• _PROBLEM STATEMENT_
Pick out each line of the rows below that contains the string "rule", and copy those lines. Matching is case-sensitive.

+--

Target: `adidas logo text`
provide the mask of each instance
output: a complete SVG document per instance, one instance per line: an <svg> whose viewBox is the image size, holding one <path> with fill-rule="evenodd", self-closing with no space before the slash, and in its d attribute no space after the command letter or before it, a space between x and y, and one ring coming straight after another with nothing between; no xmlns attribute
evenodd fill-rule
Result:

+--

• _RESPONSE BELOW_
output: a complete SVG document per instance, one instance per line: an <svg> whose viewBox is the image size, holding one <path> with fill-rule="evenodd", self-closing with no space before the slash, and in its d attribute no space after the command letter or before it, a space between x and y, and one ring coming straight after another with nothing between; no xmlns attribute
evenodd fill-rule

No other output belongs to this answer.